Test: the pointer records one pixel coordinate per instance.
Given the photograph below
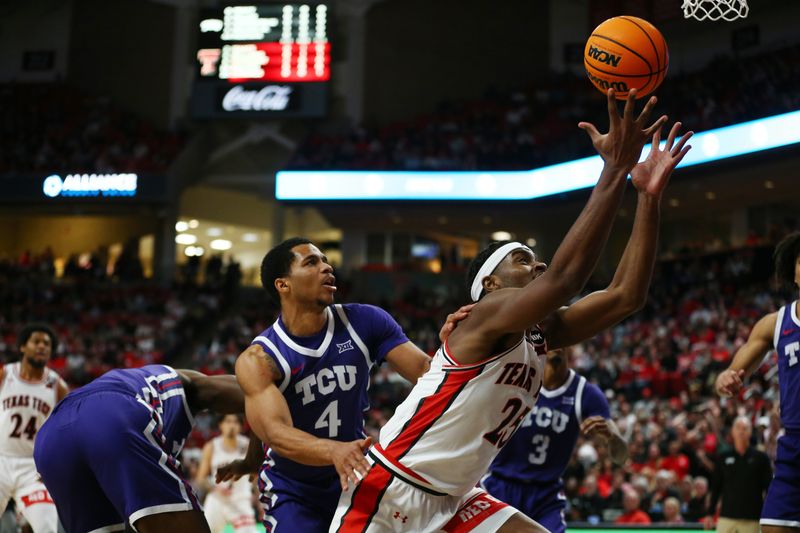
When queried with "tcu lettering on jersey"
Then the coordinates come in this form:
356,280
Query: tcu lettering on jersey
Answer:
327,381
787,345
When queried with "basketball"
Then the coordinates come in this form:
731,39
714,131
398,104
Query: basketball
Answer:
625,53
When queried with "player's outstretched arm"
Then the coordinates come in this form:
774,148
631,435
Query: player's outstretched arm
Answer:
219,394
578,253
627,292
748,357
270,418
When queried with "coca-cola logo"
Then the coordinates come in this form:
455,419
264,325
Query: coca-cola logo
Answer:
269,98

* * *

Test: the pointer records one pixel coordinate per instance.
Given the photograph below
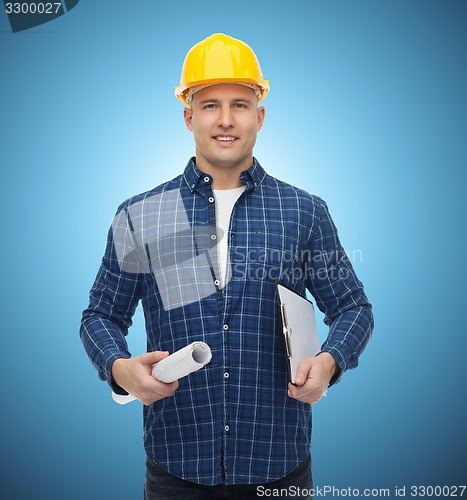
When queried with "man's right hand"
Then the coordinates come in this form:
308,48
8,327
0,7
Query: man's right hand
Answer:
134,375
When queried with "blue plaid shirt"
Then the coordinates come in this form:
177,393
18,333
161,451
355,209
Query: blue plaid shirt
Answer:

---

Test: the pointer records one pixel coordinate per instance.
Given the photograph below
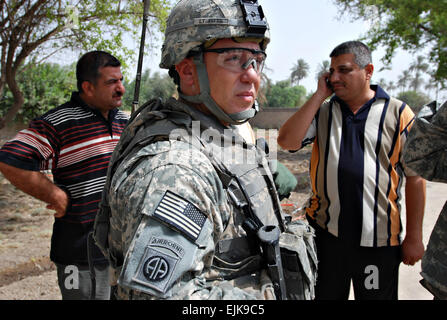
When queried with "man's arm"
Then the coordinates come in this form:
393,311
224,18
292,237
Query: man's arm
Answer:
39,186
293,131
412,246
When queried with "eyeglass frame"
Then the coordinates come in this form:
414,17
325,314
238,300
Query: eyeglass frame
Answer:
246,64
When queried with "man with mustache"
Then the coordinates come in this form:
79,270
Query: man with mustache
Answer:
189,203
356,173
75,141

→ EXERCISE GOAL
When the word "player" appears in a line of the data, that line is counted; report the number only.

→ RESPONSE
2